* **THE TASK**:
Write out everything from "Our polling for" down to "as conspiratorial antisemitism." in the passage on conspiracy theories below, word for word.

* **TEXT SHOWN**:

To paralyse social progress through sheer confusion and chaos is some of the more subtle, but still severe, harm done by conspiracy theory; their ability to misdirect action or incapacitate makes them into serious threats to our democratic society. In the age of social media, it also floods the news cycle with misinformation which obscures truth and hampers reasoned debate. This is why Peter Pomerantsev at the London School of Economics calls the spread of conspiracy theory a form of propaganda. Surrounding people with “so much cynicism that they lose faith in the possibility of an alternative” is a way to stave off dissent as “[t]he ultimate effect of this endless pile-up of conspiracies is that you, the little person, can never change anything”. While this might not be the intention behind the conspiracy theories discussed in this report – to suggest that would itself be a conspiracy theory – the effect remains.

Our polling for this report shows that conspiracy theorists rarely hold just one conspiracy theory to be true. Once trust in mainstream sources is low, a reasonable shift is to put the trust in oneself and one’s own research, something the internet and social media are exceptionally well suited for. This feeling is already widespread: our polling shows that 42% of the respondents say that they prefer to find the truth out about Coronavirus themselves “rather than relying on the Government and their experts”. As such, susceptibility to conspiracy thinking can be a gateway into darker territories, including more extreme ideas such as conspiratorial antisemitism.

* **MATERIAL SHOWN**:
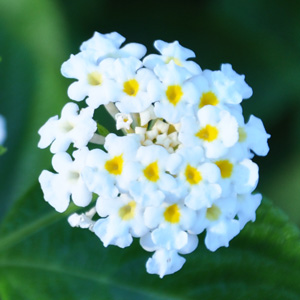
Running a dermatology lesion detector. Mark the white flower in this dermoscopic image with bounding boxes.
[168,147,221,210]
[214,151,258,197]
[203,64,252,104]
[115,113,133,130]
[179,105,239,158]
[143,40,201,74]
[94,194,149,248]
[0,115,6,145]
[154,61,197,123]
[239,115,270,156]
[142,202,196,251]
[80,32,147,62]
[110,57,159,113]
[237,193,262,230]
[38,102,97,153]
[61,52,117,109]
[191,196,240,251]
[82,133,140,197]
[146,249,185,278]
[129,145,176,205]
[39,148,92,212]
[37,32,270,278]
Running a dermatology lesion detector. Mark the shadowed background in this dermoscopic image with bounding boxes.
[0,0,300,300]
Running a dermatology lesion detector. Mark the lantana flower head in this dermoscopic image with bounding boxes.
[38,32,270,278]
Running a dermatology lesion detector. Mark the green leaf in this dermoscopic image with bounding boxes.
[0,0,68,219]
[0,186,300,300]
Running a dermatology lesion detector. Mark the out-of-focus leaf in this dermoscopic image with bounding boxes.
[0,0,67,218]
[0,187,300,300]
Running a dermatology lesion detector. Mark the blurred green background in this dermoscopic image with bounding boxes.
[0,0,300,300]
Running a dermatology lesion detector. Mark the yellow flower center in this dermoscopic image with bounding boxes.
[104,154,124,175]
[123,79,139,96]
[143,161,159,182]
[196,125,219,142]
[205,204,221,221]
[164,204,180,224]
[199,92,219,108]
[215,159,233,178]
[184,165,202,184]
[239,127,247,143]
[88,71,102,86]
[166,85,183,106]
[119,201,136,221]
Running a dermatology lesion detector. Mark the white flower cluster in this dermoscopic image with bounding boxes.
[39,32,270,277]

* **WRITTEN REPLY**:
Our polling for this report shows that conspiracy theorists rarely hold just one conspiracy theory to be true. Once trust in mainstream sources is low, a reasonable shift is to put the trust in oneself and one’s own research, something the internet and social media are exceptionally well suited for. This feeling is already widespread: our polling shows that 42% of the respondents say that they prefer to find the truth out about Coronavirus themselves “rather than relying on the Government and their experts”. As such, susceptibility to conspiracy thinking can be a gateway into darker territories, including more extreme ideas such as conspiratorial antisemitism.